- **Aim of the exercise**: Return exactly those lines of the material that fall between the line with "the white sink" and the final line, both included.

- **Records for this task**:
═══

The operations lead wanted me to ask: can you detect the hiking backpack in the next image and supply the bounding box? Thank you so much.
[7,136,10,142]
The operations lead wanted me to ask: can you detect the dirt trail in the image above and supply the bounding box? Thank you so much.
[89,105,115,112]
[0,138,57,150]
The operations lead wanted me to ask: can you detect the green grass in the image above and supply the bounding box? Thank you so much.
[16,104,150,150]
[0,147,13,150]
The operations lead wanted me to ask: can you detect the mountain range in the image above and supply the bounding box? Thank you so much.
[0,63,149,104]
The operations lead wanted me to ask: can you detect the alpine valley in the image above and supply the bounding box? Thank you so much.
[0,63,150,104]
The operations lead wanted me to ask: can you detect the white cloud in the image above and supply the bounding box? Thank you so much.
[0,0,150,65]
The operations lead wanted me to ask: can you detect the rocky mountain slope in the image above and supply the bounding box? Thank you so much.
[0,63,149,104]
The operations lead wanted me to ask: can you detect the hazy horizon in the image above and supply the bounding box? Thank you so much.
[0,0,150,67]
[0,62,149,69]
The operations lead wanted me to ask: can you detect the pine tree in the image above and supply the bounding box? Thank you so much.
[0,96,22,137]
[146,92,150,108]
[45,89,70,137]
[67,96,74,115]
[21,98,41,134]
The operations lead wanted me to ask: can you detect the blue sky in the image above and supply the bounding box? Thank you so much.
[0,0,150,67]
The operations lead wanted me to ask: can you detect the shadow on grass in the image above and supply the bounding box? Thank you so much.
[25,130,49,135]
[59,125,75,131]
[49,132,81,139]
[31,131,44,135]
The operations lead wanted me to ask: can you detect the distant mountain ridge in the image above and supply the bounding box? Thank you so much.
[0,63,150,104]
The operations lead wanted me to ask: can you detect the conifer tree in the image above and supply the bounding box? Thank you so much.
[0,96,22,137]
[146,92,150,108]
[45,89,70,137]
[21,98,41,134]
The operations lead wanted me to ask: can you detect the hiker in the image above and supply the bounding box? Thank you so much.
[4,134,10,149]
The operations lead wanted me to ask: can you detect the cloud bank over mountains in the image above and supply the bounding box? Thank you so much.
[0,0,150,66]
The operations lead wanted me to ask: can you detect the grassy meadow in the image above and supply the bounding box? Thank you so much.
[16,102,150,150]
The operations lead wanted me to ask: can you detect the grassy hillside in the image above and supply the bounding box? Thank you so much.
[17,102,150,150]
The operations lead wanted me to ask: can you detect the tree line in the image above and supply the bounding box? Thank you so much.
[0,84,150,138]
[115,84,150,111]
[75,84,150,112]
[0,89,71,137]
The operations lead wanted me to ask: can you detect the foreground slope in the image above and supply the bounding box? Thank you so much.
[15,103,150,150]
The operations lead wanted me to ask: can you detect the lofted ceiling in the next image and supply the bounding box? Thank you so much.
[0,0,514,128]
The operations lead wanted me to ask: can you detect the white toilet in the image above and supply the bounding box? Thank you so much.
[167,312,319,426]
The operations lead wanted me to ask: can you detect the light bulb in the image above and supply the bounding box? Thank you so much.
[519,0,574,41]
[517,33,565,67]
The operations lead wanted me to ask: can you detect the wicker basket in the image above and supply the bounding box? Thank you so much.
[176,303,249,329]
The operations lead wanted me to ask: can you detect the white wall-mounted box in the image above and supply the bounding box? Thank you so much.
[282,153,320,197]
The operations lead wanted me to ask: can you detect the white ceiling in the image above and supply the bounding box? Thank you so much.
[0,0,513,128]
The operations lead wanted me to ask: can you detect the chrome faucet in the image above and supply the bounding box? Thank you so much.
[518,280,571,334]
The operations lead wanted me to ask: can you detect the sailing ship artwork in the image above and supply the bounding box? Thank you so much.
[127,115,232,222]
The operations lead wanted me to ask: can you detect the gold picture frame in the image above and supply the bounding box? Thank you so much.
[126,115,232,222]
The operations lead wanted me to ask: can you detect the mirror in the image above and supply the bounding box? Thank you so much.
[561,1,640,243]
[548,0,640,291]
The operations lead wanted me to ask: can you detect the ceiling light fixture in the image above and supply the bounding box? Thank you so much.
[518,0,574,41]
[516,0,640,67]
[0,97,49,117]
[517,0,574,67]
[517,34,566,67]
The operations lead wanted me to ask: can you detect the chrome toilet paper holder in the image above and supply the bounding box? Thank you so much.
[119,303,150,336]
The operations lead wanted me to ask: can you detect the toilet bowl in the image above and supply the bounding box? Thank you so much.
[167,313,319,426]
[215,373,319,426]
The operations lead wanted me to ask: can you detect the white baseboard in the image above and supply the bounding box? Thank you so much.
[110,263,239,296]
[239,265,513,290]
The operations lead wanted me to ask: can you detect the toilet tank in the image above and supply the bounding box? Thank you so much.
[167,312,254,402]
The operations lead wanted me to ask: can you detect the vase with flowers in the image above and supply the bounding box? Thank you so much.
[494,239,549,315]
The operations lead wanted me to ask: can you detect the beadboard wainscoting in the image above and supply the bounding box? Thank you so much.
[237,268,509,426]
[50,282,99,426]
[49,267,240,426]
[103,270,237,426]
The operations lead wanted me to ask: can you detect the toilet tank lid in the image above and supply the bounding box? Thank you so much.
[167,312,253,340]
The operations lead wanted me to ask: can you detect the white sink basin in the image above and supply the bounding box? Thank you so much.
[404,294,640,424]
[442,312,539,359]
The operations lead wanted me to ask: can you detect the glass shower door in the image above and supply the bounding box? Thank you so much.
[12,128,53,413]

═══

- **Answer section**:
The operations lead wanted me to ask: can you detect the white sink basin in the image above and supply the bounding box? Thank you so much.
[404,294,640,424]
[442,312,539,359]
The operations lead wanted me to ask: can you detect the glass shower door in the image above and supply the bounding box? Thank you so much.
[12,128,53,413]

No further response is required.